■ FRAGMENTO DEL TEXTO

Sobre la comida… Cada desayuno, almuerzo y cena, los pasé acompañado por la pantalla. No era capaz de comer tan solo mirando el plato. Necesitaba algo que me entretuviera.
Vi películas, American Ninja Warrior, resúmenes de NBA y documentales.
Muchas veces me sentí culpable por hacerlo. Y más culpable aun por no poder evitar repetirlo.
En este mes me he juzgado mucho. A veces fue difícil estar conmigo. A veces quería escapar de mi piel. A veces no tenía ganas de vivir, y tan solo quería cerrar los ojos, dormir y soñar. Quería soñar con mundos diferentes y no volver a este.
Me he sentido solo y perdido. Un día llegué a tirarme en la alfombra y hacerme un ovillo. Intenté llorar, pero no me salían las lágrimas.

[Entradas de formas etiquetadas]
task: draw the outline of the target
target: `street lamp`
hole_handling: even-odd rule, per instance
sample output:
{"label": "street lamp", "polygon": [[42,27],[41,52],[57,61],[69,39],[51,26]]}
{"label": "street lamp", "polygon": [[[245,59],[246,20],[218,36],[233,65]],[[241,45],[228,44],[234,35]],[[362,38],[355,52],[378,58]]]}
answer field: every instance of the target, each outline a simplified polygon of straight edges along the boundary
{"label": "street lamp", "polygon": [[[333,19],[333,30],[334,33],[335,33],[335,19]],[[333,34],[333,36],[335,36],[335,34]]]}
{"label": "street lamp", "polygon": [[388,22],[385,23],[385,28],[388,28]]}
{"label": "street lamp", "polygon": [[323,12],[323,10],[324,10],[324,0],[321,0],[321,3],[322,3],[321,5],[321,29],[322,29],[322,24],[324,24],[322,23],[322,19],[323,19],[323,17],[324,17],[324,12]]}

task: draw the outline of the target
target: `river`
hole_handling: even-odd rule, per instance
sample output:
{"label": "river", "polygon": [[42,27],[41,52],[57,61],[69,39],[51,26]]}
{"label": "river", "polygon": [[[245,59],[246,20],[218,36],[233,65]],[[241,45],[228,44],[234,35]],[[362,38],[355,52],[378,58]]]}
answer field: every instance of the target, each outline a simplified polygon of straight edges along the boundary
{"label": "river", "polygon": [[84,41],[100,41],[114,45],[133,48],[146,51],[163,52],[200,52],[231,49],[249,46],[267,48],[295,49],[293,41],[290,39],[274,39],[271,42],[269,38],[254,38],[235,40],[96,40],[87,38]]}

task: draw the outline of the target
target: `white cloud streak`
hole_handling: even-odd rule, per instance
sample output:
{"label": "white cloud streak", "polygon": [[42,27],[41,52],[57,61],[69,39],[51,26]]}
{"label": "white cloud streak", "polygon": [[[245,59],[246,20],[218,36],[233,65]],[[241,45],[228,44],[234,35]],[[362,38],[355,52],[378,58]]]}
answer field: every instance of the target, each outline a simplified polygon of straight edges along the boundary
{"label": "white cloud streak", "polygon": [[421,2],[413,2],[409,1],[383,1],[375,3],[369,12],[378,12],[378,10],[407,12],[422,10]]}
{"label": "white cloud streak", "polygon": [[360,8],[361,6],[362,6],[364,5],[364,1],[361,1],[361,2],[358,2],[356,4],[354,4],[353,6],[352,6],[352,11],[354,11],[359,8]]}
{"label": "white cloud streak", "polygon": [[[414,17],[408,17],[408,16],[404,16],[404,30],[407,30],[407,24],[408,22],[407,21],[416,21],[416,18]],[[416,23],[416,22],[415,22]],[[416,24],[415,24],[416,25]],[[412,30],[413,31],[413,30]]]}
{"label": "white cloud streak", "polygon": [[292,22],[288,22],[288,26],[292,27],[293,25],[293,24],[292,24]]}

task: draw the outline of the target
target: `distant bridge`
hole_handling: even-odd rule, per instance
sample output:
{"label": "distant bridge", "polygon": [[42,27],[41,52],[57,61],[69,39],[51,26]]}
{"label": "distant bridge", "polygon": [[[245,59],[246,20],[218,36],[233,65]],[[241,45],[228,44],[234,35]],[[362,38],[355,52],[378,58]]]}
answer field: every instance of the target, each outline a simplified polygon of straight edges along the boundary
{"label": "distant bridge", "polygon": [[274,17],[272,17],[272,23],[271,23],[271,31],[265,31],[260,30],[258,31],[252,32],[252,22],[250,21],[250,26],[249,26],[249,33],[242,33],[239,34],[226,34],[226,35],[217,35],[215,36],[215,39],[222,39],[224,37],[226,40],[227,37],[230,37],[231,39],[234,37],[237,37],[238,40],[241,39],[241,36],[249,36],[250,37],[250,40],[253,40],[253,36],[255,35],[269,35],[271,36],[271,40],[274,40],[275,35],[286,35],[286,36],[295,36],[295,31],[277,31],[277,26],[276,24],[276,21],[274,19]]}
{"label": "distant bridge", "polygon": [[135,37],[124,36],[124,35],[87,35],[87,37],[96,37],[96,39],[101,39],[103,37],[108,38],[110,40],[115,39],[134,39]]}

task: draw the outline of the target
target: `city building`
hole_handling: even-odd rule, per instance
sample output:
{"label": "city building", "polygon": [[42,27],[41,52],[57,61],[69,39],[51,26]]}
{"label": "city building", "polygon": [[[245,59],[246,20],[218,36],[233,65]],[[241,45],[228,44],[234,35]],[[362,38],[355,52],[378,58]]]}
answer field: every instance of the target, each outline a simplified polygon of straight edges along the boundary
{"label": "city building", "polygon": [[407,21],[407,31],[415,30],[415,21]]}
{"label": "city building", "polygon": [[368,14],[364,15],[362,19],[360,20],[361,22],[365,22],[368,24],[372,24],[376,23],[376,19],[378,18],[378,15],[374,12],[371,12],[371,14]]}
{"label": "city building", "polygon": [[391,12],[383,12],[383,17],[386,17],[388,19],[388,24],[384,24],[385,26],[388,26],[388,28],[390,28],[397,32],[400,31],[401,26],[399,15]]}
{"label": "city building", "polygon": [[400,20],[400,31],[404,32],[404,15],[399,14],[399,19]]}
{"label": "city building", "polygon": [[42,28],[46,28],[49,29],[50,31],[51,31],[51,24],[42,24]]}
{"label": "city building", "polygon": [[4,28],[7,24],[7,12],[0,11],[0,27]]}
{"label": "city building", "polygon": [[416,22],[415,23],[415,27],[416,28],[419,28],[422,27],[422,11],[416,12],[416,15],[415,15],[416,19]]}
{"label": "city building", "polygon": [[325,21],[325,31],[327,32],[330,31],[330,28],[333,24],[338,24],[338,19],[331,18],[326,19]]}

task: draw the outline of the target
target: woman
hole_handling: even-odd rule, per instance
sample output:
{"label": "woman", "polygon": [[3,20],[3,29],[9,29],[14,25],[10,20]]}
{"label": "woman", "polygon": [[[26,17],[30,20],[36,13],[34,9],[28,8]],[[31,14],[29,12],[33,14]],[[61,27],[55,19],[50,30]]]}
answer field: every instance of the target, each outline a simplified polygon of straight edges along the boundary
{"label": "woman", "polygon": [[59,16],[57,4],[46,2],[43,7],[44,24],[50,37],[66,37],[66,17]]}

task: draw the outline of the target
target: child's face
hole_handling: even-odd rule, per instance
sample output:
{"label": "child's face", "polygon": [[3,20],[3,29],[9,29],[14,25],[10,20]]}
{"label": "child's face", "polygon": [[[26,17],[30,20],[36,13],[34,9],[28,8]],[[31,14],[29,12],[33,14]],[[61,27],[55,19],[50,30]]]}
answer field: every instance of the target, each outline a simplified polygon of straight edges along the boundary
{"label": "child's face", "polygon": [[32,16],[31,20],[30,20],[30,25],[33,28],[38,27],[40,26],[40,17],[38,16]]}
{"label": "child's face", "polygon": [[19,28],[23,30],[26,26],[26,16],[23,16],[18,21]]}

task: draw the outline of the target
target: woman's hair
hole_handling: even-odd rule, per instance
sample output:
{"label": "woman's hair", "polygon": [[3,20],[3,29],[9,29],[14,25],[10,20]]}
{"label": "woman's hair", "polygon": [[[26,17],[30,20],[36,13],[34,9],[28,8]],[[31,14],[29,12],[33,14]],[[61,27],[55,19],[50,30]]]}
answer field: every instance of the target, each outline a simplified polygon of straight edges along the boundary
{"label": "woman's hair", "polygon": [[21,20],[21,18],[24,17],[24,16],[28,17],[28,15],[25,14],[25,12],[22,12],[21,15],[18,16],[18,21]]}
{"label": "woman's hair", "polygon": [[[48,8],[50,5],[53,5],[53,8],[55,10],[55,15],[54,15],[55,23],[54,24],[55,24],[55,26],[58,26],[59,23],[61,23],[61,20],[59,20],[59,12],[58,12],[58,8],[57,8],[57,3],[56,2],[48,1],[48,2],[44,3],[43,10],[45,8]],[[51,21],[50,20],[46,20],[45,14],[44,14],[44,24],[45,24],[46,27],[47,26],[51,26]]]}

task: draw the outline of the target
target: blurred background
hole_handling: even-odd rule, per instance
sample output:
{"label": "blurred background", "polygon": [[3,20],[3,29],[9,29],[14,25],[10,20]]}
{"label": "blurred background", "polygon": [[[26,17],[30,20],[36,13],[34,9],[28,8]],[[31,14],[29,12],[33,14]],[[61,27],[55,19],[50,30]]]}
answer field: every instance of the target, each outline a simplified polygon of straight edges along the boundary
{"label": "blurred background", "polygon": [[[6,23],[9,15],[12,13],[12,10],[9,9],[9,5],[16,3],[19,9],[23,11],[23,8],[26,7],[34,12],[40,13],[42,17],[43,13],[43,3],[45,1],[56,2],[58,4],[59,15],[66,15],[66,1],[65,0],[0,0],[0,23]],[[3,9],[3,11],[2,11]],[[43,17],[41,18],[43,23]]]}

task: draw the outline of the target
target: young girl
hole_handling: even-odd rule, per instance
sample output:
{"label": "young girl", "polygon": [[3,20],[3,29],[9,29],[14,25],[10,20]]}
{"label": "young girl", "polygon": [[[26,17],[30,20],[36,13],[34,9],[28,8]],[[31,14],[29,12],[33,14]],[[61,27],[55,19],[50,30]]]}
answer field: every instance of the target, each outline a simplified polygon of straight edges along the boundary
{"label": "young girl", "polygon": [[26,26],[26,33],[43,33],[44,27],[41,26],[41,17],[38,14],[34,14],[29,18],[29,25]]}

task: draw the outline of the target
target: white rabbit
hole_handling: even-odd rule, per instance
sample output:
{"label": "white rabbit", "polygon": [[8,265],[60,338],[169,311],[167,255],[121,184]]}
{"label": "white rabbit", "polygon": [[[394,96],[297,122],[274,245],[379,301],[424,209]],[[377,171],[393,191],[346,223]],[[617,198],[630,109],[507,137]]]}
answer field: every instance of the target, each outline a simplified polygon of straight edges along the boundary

■ TAREAS POR REALIZAR
[1] ¿Qué líneas de las entradas contienen la cadena "street"? Devuélvelas todas, teniendo en cuenta mayúsculas y minúsculas.
[2] ¿Puedes seguir el relato sobre un mes de soledad y comidas frente a la pantalla a partir de su última oración?

■ RESPUESTAS DEL EJERCICIO
[1]
target: `street lamp`
{"label": "street lamp", "polygon": [[42,27],[41,52],[57,61],[69,39],[51,26]]}
{"label": "street lamp", "polygon": [[[245,59],[246,20],[218,36],[233,65]],[[241,45],[228,44],[234,35]],[[362,38],[355,52],[378,58]]]}
{"label": "street lamp", "polygon": [[[333,19],[333,30],[334,33],[335,33],[335,19]],[[333,34],[333,36],[335,36],[335,34]]]}
{"label": "street lamp", "polygon": [[388,22],[385,23],[385,28],[388,28]]}
{"label": "street lamp", "polygon": [[323,12],[323,10],[324,10],[324,0],[321,0],[321,3],[322,3],[321,5],[321,29],[322,29],[322,24],[324,24],[322,23],[322,19],[323,19],[323,17],[324,17],[324,12]]}

[2]
Sí, ha habido momentos de tristeza. Pero siempre se han ido. Siempre se van.
Ha habido también momentos de magia, magia sencilla e inexplicable. De esa que sientes al tocar un retoño de hoja, verde, traslúcida y suave. Magia que huele a humedad y suena a canto de mirlo.
Ha habido felicidad simple y cotidiana. Felicidad que tan solo ofrece brazos abiertos.
He tenido sueños que despiertan y noches que reponen. He bailado en la sala y he reído sin compañía. Me he sentado en el césped y he recibido la calidez del sol en la barriga.
Ha sido un mes muy especial. Ha sido un tesoro y también ha sido tan solo un mes cualquiera. Un abril corriente y sin días festivos.
He viajado en autobús y reservado habitación de hotel para uno. Me he bañado en el mar y he dormido siestas sobre la arena.
He pasado cada noche con un conejito de peluche. También, siempre, antes de acostarme, me he cepillado los dientes. De esto me siento muy orgulloso. Siento que es una gran muestra de amor hacia mí mismo. Por lo menos yo, cuando no me quiero, no me lavo mucho los dientes.
Y de repente, las personitas aparecieron. Tan solo bastó una intención y dejar la puerta abierta.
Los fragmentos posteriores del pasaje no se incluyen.